8 On 26 December 2000, Mr Lilienthal faxed the Minister, referring both to his (Mr Lilienthal's) earlier statement that he wished the three courses of which he was then the provider to remain approved activities for the purpose of Sch 1 to the Regulations and to the Minister's letter of 20 December 2000. Mr Lilienthal then continued (emphasis in original),

"However, since then, I have determined that, due to numerous commitments of higher priority which I have made for the next year, I will be unable to allocate time to run these seminars. [I have decided] not to proceed with seeking approval ... of the above seminars. As I am not now seeking approval ... the Minister ... is now not required to make a decision in respect to the matter."

(I note that, in the circumstances, Mr Lilienthal must be understood as having invited the Minister to withdraw his (the Minister's) former specification of Mr Lilienthal's three courses as approved activities.)

9 So far as concerns Mr Lilienthal's application for re-registration, by letter dated 22 December 2000, but not received by Mr Lilienthal until 28 December 2000, the Authority informed him that it had considered his application for re-registration at its meeting on 19 December 2000. It then set out subss 290(1) and (2) of the Act, which provide:

"(1) An applicant must not be registered if the Migration Agents Registration Authority is satisfied that:

(a) the applicant is not a fit and proper person to give immigration assistance; or

(b) the applicant is not a person of integrity; or

(c) the applicant is related by employment to an individual who is not a person of integrity and the applicant should not be registered because of that relationship.

GIVEN MATERIAL =

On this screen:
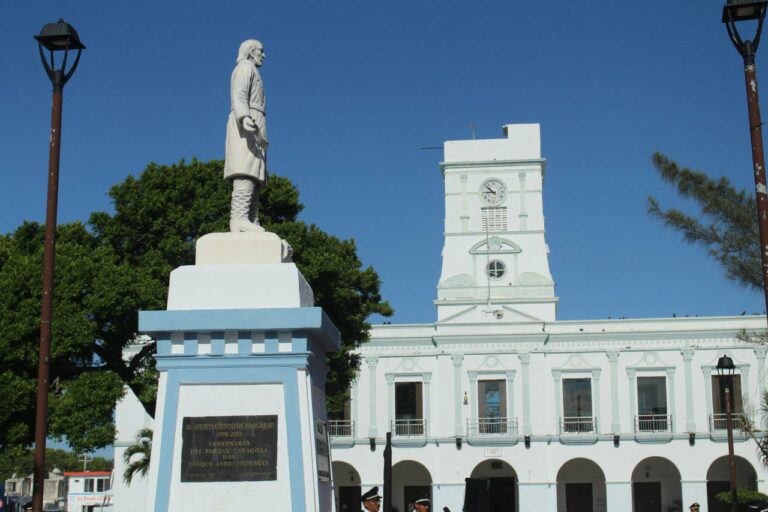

DIRECTIVE = Continue the excerpt on Mr Lilienthal's re-registration application from the point where it stops. The material has no connection to the text about Mr Lilienthal's re-registration as a migration agent.

EXERCISE ANSWER =
(2) In considering whether it is satisfied that the applicant is not fit and proper or not a person of integrity, the Migration Agents Registration Authority must take into account:

(a) the extent of the applicant's knowledge of migration procedure; and

(b) whether the applicant has a qualification prescribed by the regulations or a knowledge of migration procedure that the Authority considers to be sound; and

(c) any conviction of the applicant of a criminal offence relevant to the question whether the applicant is not:

(i) a fit and proper person to give immigration assistance; or

(ii) a person of integrity;

(except a conviction that is spent under Part VIIC of the Crimes Act 1914); and

(d) any criminal proceedings that the applicant is the subject of and that the Authority considers relevant to the application; and

(e) any inquiry or investigation that the applicant is or has been the subject of and that the Authority considers relevant to the application; and

(f) any disciplinary action that a professional association is taking, or has taken, against the applicant that the Authority considers relevant to the application; and

(g) any bankruptcy (present or past) of the applicant; and

(h) any other matter relevant to the applicant's fitness to give immigration assistance."

It then advised Mr Lilienthal that it was considering refusing his application for re-registration and continued,

"The reasons for this consideration are that on 2 May 2000 and 24 August 2000 the Authority made the decisions to cancel your registration. The materials from which the Authority based its decisions to cancel your registration were reviewed. Based on the evidence it is open for the Authority to be satisfied that you are not a fit and proper person to give immigration assistance and that you are not a person of integrity."

The Authority then invited Mr Lilienthal, in accordance with subs 309(1) of the Act, to make a further submission in support of his application, the deadline for the making of which was said to be 8.30am on 16 January 2001.

10 It will be noticed that the Minister's letter to Mr Lilienthal of 20 December 2000 and the Authority's letter to Mr Lilienthal of 22 December 2000 had both referred to the earlier cancellation of Mr Lilienthal's registration as a migration agent, the Authority's letter referring to cancellation decisions having been made by it on 2 May 2000 and 24 August 2000. It will further be noticed that the Minister's letter to Mr Lilienthal had referred to a stay order from the Administrative Appeals Tribunal ("the AAT").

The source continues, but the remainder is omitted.